--- begin ---

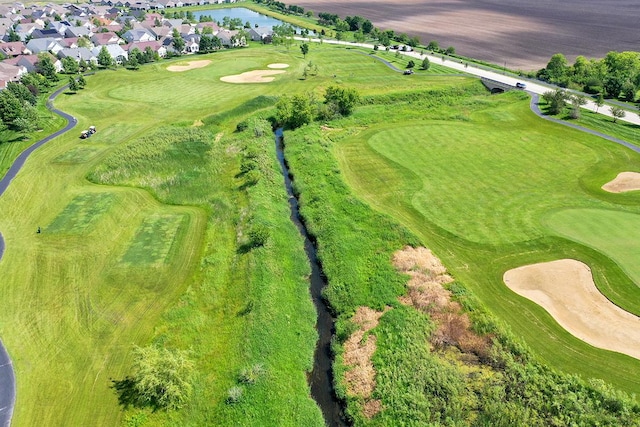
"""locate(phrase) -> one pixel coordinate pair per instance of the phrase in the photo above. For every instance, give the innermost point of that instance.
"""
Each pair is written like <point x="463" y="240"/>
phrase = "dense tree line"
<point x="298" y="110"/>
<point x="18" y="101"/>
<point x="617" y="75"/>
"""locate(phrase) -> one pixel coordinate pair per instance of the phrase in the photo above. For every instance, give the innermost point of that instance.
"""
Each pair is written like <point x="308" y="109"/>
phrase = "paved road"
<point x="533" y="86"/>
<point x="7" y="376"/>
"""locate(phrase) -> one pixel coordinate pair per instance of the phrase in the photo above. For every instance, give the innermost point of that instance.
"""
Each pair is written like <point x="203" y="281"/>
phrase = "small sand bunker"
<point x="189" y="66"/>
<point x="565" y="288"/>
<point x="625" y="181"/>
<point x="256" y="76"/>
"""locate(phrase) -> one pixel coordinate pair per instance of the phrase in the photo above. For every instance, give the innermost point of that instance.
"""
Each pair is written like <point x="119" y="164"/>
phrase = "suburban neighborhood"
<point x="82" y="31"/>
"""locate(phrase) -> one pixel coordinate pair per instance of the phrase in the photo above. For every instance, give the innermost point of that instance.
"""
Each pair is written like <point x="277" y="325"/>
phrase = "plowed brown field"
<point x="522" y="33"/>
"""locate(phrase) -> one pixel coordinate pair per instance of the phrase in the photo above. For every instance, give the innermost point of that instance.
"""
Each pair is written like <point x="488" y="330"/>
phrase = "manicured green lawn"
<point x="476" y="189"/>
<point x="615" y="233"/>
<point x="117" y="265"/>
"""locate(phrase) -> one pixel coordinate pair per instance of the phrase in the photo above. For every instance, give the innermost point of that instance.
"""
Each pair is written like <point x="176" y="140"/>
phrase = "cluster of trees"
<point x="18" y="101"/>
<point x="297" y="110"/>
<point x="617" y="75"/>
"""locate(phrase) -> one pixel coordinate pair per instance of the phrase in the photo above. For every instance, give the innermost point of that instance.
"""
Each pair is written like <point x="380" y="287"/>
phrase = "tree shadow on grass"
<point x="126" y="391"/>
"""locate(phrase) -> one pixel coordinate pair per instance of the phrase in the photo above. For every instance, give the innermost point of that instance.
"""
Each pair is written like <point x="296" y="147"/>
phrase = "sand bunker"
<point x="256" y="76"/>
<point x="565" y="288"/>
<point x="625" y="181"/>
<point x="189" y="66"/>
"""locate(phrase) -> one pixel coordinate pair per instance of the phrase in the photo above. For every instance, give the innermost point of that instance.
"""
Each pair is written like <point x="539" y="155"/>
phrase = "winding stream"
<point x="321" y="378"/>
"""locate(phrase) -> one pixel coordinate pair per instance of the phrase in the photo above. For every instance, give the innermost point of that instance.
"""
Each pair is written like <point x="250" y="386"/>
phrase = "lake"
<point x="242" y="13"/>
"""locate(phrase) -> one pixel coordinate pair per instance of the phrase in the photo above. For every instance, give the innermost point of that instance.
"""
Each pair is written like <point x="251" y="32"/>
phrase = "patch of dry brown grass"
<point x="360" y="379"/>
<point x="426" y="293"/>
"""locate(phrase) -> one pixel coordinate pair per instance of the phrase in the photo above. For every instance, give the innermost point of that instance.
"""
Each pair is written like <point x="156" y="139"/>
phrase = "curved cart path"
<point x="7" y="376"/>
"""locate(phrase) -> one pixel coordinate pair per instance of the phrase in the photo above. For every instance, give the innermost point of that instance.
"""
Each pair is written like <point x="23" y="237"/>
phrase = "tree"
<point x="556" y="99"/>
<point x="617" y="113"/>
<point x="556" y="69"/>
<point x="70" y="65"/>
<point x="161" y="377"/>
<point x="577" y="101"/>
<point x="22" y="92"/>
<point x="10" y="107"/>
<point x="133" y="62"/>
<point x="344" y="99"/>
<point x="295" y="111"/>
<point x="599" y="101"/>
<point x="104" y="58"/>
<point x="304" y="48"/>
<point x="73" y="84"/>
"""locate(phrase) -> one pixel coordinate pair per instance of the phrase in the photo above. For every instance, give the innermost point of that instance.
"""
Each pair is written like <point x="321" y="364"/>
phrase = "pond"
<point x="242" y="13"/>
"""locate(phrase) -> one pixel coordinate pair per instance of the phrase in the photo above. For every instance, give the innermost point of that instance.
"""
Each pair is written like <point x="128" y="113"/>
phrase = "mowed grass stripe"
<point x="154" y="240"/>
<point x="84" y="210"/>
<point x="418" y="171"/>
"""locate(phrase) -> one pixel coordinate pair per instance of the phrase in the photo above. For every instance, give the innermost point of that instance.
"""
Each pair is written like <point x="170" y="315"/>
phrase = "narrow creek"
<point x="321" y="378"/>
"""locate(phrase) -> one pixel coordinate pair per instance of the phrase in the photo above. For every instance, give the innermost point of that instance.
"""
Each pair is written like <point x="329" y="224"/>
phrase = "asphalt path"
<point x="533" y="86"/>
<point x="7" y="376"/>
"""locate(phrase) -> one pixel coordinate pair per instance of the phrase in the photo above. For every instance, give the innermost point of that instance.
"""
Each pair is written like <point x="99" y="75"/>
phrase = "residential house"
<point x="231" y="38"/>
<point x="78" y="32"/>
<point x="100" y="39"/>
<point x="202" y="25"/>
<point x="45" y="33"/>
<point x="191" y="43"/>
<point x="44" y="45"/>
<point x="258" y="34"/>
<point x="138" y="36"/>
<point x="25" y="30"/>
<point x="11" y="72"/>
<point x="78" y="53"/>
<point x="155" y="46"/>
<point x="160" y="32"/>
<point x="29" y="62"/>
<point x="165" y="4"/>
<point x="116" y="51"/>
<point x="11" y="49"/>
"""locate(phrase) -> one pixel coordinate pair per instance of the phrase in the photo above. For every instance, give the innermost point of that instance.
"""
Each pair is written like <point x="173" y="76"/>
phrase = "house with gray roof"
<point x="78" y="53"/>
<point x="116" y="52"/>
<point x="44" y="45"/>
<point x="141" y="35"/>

--- end ---

PROBLEM: Leaving aside the images, write out the entries above word for word.

RESULT OF THIS TASK:
"""locate(phrase) -> one pixel coordinate pair per instance of the phrase in the photo above. For every instance, give the innermost point of that instance.
"""
Each pair is written like <point x="463" y="240"/>
phrase = "dense tree line"
<point x="298" y="110"/>
<point x="18" y="101"/>
<point x="617" y="75"/>
"""locate(phrase) -> one pixel coordinate pair per instance of the phrase in the photo above. For every instance, give the innermost point of that instance.
"""
Each pair is written like <point x="308" y="109"/>
phrase = "paved road"
<point x="533" y="86"/>
<point x="7" y="376"/>
"""locate(phrase) -> one pixel coordinate pair per instance of the phrase in the photo above. For every instance, give the innermost point of that instance.
"""
Each pair is written like <point x="203" y="281"/>
phrase = "small sand bunker"
<point x="189" y="66"/>
<point x="565" y="288"/>
<point x="625" y="181"/>
<point x="256" y="76"/>
"""locate(phrase) -> one pixel coordinate pair per instance of the phrase in the photo above. For every instance, give the innermost point of that instance.
"""
Each pair is written like <point x="119" y="164"/>
phrase = "suburban neighborhood"
<point x="82" y="31"/>
"""locate(phrase) -> one pixel coordinate pair per instance of the phrase in the photo above. For every instance, give the innermost point of that instance.
"""
Each pair is written like <point x="277" y="325"/>
phrase = "plowed brown field"
<point x="522" y="33"/>
"""locate(phrase) -> one pixel coordinate pair per instance of the phrase in the photo above. For every instance, give the innermost point of that instance.
"""
Each pair is written like <point x="488" y="330"/>
phrase = "manicured green lawn"
<point x="476" y="189"/>
<point x="615" y="233"/>
<point x="117" y="265"/>
"""locate(phrase) -> one pixel coordinate pair per instance of the phrase in the photo above. For every instance, give the innermost point of that instance.
"""
Each pair is written like <point x="176" y="140"/>
phrase = "cluster of trees"
<point x="18" y="101"/>
<point x="297" y="110"/>
<point x="617" y="75"/>
"""locate(phrase) -> one pixel coordinate pair per instance of the phrase in the photo above. For every instance, give the innermost point of that instance.
"""
Each pair is written like <point x="380" y="287"/>
phrase = "tree shadow on grass"
<point x="126" y="391"/>
"""locate(phrase) -> one pixel coordinate pair per instance of the phrase in the photo above. For every instance, give the innermost point of that instance.
"""
Each pair is written like <point x="296" y="147"/>
phrase = "sand bunker"
<point x="256" y="76"/>
<point x="565" y="288"/>
<point x="625" y="181"/>
<point x="189" y="66"/>
"""locate(phrase) -> one pixel coordinate pair per instance of the phrase in the photo above. For every instance, give the innermost point of that instance.
"""
Each pair is written like <point x="539" y="155"/>
phrase = "winding stream"
<point x="321" y="378"/>
"""locate(phrase) -> one pixel coordinate pair per instance of the phrase in the photo above. For every instance, give the innermost point of that instance.
"""
Each pair is written like <point x="250" y="386"/>
phrase = "lake"
<point x="242" y="13"/>
"""locate(phrase) -> one pixel coordinate pair per instance of the phrase in the photo above. For every instance, give the innermost point of that instance.
"""
Each pair is written like <point x="251" y="32"/>
phrase = "patch of dry brown grass"
<point x="360" y="379"/>
<point x="426" y="293"/>
"""locate(phrase) -> one pixel coordinate pair per instance of the phrase in the photo above. For every instance, give the innermost point of that instance.
"""
Each pair is written like <point x="156" y="139"/>
phrase = "curved cart path"
<point x="7" y="376"/>
"""locate(phrase) -> one pixel coordinate pair per instance of the phrase in the photo above. For every instance, give the innermost point of that instance.
"""
Each pair is written like <point x="23" y="237"/>
phrase = "tree"
<point x="556" y="99"/>
<point x="617" y="113"/>
<point x="556" y="69"/>
<point x="70" y="65"/>
<point x="161" y="377"/>
<point x="577" y="101"/>
<point x="22" y="92"/>
<point x="10" y="107"/>
<point x="133" y="62"/>
<point x="344" y="99"/>
<point x="295" y="111"/>
<point x="599" y="101"/>
<point x="104" y="58"/>
<point x="304" y="48"/>
<point x="73" y="84"/>
"""locate(phrase) -> one pixel coordinate pair per instance of the phrase in the photo above. For every instance, give the innermost point of that instance.
"""
Each pair is written like <point x="321" y="364"/>
phrase = "pond"
<point x="242" y="13"/>
"""locate(phrase) -> one pixel coordinate pair per instance of the phrase in the photo above. For every instance, give the innermost point of that instance.
"""
Each pair is written like <point x="128" y="113"/>
phrase = "mowed grass stripe"
<point x="154" y="240"/>
<point x="84" y="210"/>
<point x="418" y="171"/>
"""locate(phrase) -> one pixel coordinate pair per instance of the phrase in the photo above. For every instance, give the innermost point of that instance.
"""
Each pair is written like <point x="170" y="315"/>
phrase = "narrow creek"
<point x="321" y="378"/>
"""locate(phrase) -> one pixel coordinate pair per instance of the phrase in the photo above. For every instance, give the innermost point of that instance.
"""
Each pair is written like <point x="329" y="224"/>
phrase = "asphalt path"
<point x="533" y="86"/>
<point x="7" y="376"/>
"""locate(phrase) -> one pixel coordinate pair per instance of the phrase in the photo above. For every instance, give the innermost point of that instance.
"""
Each pair is written like <point x="99" y="75"/>
phrase = "residential house"
<point x="231" y="38"/>
<point x="78" y="32"/>
<point x="100" y="39"/>
<point x="202" y="25"/>
<point x="45" y="33"/>
<point x="191" y="43"/>
<point x="44" y="45"/>
<point x="258" y="34"/>
<point x="138" y="36"/>
<point x="25" y="30"/>
<point x="11" y="72"/>
<point x="78" y="53"/>
<point x="155" y="46"/>
<point x="160" y="32"/>
<point x="29" y="62"/>
<point x="165" y="4"/>
<point x="116" y="51"/>
<point x="11" y="49"/>
"""locate(phrase) -> one pixel coordinate pair per instance of the phrase in the photo above. For every instance, give the innermost point of that instance.
"""
Each pair is written like <point x="173" y="76"/>
phrase = "house with gray roof"
<point x="78" y="53"/>
<point x="116" y="52"/>
<point x="44" y="45"/>
<point x="141" y="35"/>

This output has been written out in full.